**Work to complete**
Please count how many lines in the items below contain the string "background", with case counting, and reply with that number alone.

**Material for this task**
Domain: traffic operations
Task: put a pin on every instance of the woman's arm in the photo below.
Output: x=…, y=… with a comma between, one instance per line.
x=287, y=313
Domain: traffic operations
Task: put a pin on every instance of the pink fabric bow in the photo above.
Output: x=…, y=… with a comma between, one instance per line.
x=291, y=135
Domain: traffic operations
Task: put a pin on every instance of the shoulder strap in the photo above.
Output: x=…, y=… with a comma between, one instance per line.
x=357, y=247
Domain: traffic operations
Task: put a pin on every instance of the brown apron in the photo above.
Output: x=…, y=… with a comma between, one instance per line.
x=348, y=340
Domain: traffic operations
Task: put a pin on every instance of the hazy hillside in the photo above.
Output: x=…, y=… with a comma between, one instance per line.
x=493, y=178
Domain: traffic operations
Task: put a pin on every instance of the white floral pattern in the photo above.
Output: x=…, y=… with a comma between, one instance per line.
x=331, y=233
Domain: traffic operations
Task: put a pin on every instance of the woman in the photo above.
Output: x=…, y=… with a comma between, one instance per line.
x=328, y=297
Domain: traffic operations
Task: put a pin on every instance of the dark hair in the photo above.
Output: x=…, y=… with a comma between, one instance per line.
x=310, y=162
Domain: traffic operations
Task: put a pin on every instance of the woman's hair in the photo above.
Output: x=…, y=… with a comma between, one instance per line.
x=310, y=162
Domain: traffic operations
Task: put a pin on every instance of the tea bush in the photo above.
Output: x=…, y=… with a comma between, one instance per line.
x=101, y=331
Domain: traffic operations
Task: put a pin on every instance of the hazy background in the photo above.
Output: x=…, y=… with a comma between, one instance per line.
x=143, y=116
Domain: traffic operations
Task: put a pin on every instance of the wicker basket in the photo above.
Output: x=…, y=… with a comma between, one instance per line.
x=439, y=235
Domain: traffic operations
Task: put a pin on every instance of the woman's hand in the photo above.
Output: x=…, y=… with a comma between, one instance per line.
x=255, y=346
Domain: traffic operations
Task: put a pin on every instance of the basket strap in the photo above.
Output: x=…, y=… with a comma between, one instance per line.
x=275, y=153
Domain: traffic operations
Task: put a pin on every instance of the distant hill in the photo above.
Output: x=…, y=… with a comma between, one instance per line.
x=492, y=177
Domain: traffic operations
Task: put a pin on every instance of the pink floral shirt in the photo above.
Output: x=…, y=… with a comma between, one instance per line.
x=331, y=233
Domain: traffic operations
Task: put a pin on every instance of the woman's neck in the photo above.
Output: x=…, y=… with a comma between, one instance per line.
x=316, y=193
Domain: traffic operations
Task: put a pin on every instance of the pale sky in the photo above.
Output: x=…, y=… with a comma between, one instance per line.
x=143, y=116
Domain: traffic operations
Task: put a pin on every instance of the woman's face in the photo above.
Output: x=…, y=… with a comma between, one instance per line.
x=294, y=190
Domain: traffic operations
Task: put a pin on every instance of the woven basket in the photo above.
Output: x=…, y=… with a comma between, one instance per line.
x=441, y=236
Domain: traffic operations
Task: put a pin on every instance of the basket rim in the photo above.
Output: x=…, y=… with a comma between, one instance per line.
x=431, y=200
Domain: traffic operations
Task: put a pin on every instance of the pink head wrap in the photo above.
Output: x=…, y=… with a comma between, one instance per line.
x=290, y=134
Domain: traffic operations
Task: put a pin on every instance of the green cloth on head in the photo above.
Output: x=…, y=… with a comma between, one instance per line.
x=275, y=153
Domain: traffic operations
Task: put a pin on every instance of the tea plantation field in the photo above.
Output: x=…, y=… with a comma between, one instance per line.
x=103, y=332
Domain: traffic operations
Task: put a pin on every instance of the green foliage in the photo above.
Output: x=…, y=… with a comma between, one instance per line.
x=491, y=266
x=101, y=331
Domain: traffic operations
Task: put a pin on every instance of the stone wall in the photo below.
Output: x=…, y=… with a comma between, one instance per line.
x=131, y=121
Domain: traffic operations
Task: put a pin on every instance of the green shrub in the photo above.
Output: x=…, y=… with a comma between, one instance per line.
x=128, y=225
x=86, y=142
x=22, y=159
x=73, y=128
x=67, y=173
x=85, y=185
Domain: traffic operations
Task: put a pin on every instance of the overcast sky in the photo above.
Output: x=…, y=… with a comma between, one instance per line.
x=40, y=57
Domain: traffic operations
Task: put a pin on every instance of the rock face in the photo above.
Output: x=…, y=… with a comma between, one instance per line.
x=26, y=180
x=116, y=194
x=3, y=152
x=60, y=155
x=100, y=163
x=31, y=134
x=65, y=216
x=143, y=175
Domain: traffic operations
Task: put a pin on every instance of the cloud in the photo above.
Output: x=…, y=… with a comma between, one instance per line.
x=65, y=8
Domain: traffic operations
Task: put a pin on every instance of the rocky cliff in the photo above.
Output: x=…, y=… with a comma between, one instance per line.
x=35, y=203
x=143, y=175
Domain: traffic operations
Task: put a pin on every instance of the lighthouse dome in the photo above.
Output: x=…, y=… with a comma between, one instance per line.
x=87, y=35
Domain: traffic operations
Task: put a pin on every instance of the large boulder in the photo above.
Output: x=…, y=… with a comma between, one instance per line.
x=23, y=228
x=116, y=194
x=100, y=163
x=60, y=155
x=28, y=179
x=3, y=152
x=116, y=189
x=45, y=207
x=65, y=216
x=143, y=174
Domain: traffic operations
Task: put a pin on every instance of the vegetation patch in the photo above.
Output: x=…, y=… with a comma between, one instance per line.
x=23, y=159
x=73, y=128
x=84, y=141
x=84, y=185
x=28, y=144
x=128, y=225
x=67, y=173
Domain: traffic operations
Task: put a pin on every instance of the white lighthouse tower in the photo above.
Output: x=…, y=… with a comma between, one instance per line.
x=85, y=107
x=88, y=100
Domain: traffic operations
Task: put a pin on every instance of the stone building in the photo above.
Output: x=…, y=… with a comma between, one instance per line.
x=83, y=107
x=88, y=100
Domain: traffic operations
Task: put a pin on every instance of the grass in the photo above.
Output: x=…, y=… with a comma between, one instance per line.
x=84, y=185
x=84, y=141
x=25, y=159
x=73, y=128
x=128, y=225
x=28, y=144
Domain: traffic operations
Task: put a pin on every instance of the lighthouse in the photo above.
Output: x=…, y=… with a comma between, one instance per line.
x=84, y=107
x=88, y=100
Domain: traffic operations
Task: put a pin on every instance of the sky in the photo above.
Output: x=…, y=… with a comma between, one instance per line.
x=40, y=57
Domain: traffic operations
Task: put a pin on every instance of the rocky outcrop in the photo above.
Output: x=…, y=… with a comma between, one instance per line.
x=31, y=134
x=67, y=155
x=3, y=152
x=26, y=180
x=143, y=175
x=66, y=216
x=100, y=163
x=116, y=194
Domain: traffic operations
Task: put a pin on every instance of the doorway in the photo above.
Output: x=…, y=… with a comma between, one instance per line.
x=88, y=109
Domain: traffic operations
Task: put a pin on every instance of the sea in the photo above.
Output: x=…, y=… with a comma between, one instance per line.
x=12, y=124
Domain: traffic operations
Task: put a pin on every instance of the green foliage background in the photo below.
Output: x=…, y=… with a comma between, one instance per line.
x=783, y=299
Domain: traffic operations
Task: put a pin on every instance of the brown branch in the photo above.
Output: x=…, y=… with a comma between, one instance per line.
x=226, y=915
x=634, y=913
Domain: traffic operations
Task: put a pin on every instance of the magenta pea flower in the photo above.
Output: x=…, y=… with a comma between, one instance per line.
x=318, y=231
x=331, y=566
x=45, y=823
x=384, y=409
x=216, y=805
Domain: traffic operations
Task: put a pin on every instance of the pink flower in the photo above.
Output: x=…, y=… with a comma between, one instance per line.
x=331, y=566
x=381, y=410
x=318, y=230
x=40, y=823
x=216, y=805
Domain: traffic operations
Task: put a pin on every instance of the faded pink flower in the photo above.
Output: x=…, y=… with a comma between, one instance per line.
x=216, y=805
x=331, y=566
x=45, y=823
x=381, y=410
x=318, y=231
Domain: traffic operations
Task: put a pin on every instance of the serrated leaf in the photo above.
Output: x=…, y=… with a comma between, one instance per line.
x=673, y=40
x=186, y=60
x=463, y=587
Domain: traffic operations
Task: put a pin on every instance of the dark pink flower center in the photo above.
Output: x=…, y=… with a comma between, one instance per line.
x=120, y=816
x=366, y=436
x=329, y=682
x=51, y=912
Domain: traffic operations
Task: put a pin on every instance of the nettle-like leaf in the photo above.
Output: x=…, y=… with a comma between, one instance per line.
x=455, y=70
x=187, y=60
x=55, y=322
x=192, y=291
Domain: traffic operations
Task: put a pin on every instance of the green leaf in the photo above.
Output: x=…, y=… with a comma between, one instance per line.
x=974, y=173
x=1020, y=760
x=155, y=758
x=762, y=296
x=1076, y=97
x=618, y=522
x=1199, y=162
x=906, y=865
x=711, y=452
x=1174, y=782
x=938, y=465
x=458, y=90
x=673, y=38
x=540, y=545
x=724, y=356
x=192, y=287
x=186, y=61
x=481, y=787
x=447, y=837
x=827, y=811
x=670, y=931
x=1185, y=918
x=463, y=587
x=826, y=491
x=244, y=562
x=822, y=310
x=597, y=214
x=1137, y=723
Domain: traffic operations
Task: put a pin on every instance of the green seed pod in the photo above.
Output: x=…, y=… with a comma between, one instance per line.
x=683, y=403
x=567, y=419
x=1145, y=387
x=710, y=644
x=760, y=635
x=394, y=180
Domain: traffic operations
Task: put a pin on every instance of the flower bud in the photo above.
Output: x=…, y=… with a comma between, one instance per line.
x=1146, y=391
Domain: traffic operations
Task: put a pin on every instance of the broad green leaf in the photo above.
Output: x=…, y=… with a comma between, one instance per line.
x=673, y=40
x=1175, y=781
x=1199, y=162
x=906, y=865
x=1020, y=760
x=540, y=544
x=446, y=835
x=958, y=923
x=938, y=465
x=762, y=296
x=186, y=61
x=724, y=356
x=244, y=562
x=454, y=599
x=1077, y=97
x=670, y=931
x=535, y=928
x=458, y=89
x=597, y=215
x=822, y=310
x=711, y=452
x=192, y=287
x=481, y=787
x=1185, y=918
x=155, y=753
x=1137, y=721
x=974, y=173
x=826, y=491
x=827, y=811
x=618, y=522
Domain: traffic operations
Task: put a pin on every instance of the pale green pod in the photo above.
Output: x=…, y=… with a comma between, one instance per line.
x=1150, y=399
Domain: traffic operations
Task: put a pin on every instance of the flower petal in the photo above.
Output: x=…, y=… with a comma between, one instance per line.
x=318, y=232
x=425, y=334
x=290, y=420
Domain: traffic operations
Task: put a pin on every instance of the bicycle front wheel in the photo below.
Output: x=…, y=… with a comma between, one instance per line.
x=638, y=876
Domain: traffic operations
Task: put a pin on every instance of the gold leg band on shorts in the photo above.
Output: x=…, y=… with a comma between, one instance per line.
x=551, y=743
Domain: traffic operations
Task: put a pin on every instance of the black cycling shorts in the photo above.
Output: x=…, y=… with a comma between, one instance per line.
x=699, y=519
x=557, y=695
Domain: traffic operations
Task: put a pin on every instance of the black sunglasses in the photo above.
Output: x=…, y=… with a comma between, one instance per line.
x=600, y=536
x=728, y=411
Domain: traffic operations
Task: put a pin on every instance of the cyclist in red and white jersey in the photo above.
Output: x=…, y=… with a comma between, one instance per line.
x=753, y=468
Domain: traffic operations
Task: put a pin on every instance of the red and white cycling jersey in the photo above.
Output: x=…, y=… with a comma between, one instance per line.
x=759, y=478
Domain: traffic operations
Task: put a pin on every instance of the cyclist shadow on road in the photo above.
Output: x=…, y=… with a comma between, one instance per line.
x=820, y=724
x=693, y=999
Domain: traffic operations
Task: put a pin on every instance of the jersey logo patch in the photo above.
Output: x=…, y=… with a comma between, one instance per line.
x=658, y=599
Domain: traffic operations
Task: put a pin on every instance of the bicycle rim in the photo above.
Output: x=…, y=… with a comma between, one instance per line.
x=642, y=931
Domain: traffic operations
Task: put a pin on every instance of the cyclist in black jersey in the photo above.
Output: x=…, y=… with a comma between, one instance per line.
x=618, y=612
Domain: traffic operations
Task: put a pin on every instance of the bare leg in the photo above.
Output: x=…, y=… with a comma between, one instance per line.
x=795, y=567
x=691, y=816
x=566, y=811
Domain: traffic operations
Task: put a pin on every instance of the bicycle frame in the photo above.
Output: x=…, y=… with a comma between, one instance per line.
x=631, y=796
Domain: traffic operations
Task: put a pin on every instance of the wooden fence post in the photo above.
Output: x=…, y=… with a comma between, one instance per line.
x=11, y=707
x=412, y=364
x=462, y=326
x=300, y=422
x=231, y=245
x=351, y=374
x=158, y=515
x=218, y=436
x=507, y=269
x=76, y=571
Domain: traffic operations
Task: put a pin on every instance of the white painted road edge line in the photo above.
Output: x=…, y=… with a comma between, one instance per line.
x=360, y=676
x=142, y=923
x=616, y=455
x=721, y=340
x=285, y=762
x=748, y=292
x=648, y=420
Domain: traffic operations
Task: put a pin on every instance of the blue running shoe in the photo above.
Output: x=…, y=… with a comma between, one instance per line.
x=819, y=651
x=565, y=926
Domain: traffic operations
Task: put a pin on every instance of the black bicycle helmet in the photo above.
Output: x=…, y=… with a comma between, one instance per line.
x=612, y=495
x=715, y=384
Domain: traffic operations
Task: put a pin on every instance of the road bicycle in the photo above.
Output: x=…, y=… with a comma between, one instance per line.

**The completed task**
2